## YOUR TASK
From the line with "Pick out the wing" through the line with "x=1000, y=443", repeat the entries verbatim, both end lines included, and add nothing.

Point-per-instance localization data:
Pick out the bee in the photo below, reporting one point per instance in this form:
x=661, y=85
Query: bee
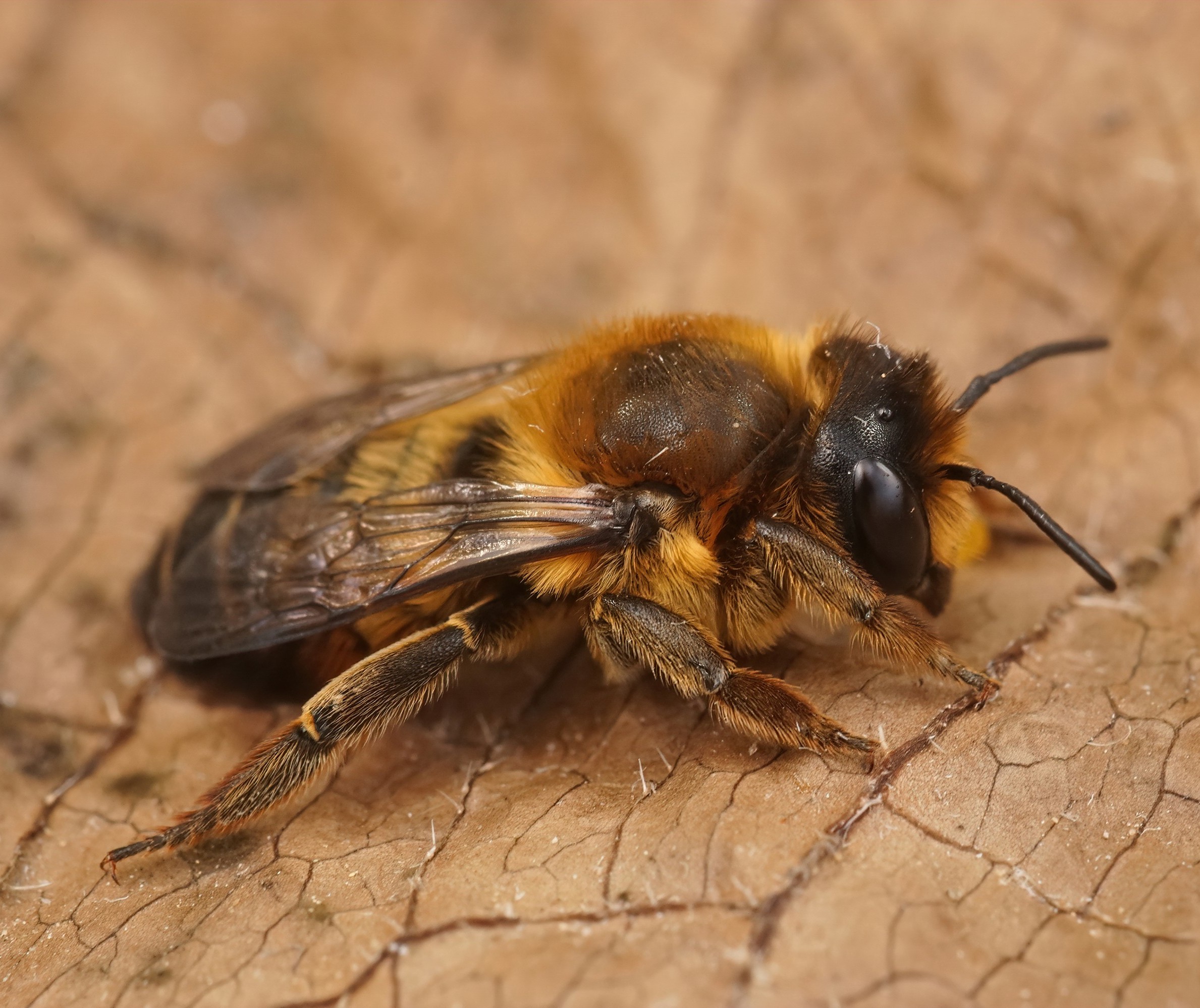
x=684, y=481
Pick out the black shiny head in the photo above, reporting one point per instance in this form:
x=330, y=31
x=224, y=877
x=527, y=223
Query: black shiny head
x=869, y=454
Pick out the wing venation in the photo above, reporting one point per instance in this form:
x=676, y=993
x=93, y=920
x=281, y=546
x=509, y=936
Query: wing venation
x=283, y=567
x=299, y=443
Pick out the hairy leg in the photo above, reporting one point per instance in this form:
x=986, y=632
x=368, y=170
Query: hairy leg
x=381, y=690
x=629, y=630
x=820, y=578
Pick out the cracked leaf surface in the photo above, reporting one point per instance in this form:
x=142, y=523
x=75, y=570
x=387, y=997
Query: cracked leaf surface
x=441, y=184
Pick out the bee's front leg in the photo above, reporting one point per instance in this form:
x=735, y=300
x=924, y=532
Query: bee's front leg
x=630, y=630
x=820, y=578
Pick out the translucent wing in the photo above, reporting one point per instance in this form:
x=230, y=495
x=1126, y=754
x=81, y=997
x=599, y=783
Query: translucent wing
x=281, y=567
x=302, y=442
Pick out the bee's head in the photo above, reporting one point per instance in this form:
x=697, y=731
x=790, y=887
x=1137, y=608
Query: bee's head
x=878, y=451
x=886, y=449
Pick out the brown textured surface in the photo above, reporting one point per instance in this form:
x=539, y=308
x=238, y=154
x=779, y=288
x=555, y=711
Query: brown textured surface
x=447, y=183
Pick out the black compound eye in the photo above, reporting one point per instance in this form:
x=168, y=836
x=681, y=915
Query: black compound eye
x=893, y=534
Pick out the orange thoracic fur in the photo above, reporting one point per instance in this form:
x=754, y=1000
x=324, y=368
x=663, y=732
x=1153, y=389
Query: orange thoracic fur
x=687, y=401
x=684, y=479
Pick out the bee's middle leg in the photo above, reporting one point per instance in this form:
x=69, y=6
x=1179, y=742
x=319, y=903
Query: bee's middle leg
x=629, y=630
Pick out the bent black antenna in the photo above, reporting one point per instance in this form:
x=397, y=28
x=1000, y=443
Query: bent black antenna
x=981, y=383
x=1059, y=536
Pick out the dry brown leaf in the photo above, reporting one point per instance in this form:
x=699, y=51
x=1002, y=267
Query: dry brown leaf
x=209, y=214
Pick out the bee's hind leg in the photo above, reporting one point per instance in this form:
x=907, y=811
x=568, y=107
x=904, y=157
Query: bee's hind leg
x=628, y=630
x=381, y=690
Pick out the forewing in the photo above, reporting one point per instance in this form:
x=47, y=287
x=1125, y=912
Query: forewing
x=284, y=567
x=302, y=442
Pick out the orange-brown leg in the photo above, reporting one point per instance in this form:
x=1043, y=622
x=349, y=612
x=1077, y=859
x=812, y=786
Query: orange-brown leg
x=381, y=690
x=628, y=630
x=823, y=579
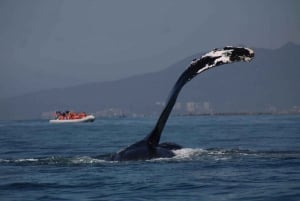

## OUTPUT OF THE EXERCISE
Pick out the wing venation in the photo above, reporting one point per instance in this form:
x=676, y=993
x=93, y=920
x=281, y=546
x=509, y=936
Query: wing venation
x=283, y=567
x=299, y=443
Pick out the hairy leg in the photo above, reporting one point per instance in this form:
x=986, y=632
x=368, y=170
Query: hairy leg
x=381, y=690
x=629, y=630
x=820, y=578
Pick out the cracked leaf surface in the photo above, reporting one point per instance in this form:
x=142, y=523
x=75, y=570
x=387, y=997
Query: cracked leaf surface
x=441, y=184
Pick out the bee's front leg in the photo above, reporting one point per instance in this form:
x=735, y=300
x=924, y=532
Query: bee's front leg
x=630, y=630
x=820, y=578
Pick out the translucent wing in the photo above, reporting one point per instance in this form:
x=230, y=495
x=1126, y=754
x=81, y=997
x=599, y=783
Query: translucent wing
x=281, y=567
x=302, y=442
Pick out the bee's head in the photo above, reporting one point per instance in this form:
x=697, y=731
x=790, y=887
x=1137, y=608
Query: bee's head
x=878, y=451
x=886, y=449
Pick out the brown textured surface in the photo above, reporting one point per instance in this form:
x=539, y=308
x=238, y=154
x=779, y=288
x=555, y=711
Query: brown textured surface
x=447, y=183
Pick out the black compound eye in the photo above, reporting one point per instance in this form:
x=168, y=836
x=681, y=915
Query: black compound eye
x=893, y=534
Pick out the orange thoracic fur in the photo above, reporting one point per instance in this form:
x=754, y=1000
x=324, y=368
x=663, y=732
x=1153, y=389
Query: orange thoracic fur
x=687, y=401
x=684, y=479
Pick out the bee's middle leg in the photo above, reporting one point per instance in this form:
x=69, y=6
x=1179, y=742
x=319, y=903
Query: bee's middle leg
x=629, y=630
Pick out the bent black antenna in the photo above, reporting one point per instance in this form:
x=397, y=28
x=1000, y=443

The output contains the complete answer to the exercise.